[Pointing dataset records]
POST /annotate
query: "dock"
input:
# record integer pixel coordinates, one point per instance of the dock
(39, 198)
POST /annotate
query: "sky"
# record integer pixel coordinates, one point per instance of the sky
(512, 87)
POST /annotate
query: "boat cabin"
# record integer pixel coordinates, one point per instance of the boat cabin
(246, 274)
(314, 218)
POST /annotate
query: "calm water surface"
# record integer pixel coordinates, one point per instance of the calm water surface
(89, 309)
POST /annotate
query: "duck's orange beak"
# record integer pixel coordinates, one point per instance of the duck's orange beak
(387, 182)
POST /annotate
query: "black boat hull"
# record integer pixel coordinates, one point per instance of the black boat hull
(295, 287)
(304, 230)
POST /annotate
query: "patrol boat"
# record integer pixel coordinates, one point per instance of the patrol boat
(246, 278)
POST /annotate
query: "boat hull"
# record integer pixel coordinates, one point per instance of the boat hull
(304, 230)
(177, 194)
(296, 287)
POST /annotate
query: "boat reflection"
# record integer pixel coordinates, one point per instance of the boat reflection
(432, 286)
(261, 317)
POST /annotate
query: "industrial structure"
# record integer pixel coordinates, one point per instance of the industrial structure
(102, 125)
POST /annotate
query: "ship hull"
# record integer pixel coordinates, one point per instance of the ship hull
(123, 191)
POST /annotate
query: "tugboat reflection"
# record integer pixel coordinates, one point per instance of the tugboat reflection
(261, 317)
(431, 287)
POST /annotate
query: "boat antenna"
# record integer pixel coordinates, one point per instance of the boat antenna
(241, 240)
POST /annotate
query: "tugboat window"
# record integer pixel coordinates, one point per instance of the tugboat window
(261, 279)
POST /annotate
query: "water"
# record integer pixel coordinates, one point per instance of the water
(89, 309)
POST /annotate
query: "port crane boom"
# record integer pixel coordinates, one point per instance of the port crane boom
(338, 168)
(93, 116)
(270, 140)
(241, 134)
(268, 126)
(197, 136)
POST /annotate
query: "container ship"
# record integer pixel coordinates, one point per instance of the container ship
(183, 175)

- Exercise requirements: Write out all records exactly, keeping every detail.

- Complete answer:
POST /annotate
query: "dock"
input:
# record integer pixel coordinates, one point per instance of the dock
(39, 198)
POST /annotate
query: "sky"
# record integer pixel coordinates, one point per instance of the sky
(512, 87)
POST /annotate
query: "boat cabin"
# record integer pixel coordinates, one point per instance of the boat cabin
(246, 274)
(314, 218)
POST /annotate
query: "calm water surface"
# record integer pixel coordinates, one point per instance of the calm water surface
(89, 309)
POST /annotate
query: "duck's orange beak"
# record integer pixel coordinates, one point per instance of the duck's orange beak
(387, 182)
POST /annotate
query: "black boat hull"
# record integer pixel coordinates, one point per instance of the black boat hull
(295, 287)
(304, 230)
POST /annotate
query: "patrol boat"
# record integer pixel coordinates, one point per instance of the patrol boat
(246, 278)
POST /annotate
query: "boat hull"
# record integer pixel coordinates, one point per instance of the boat hull
(304, 230)
(177, 194)
(296, 287)
POST /annotate
query: "boat reflection"
# record integer pixel coordinates, one point per instance of the boat reflection
(432, 286)
(261, 317)
POST /annotate
query: "industrial structure"
# record integer pixel coordinates, one point per instance of the industrial structure
(102, 125)
POST /annotate
query: "ship hull"
# record integer pixel coordinates, one point per instance of the ship hull
(123, 191)
POST /annotate
query: "tugboat reflection"
# record integer pixel coordinates, one point per instance of the tugboat reflection
(261, 317)
(431, 287)
POST /annotate
query: "boat antenna"
# record integer pixel coordinates, one point per instance of the boat antenna
(241, 240)
POST /annotate
query: "tugboat window"
# record integer pixel coordinates, one point per instance of the tugboat window
(261, 279)
POST /annotate
query: "water"
# record integer pixel coordinates, one point per instance of the water
(89, 309)
POST /annotate
query: "port crane boom"
# record integer pixel coordinates, one point per instance of the port crane boom
(338, 168)
(93, 116)
(270, 140)
(241, 134)
(268, 126)
(197, 136)
POST /annotate
query: "container ship"
# record integer pixel coordinates, one point per instance of the container ship
(183, 175)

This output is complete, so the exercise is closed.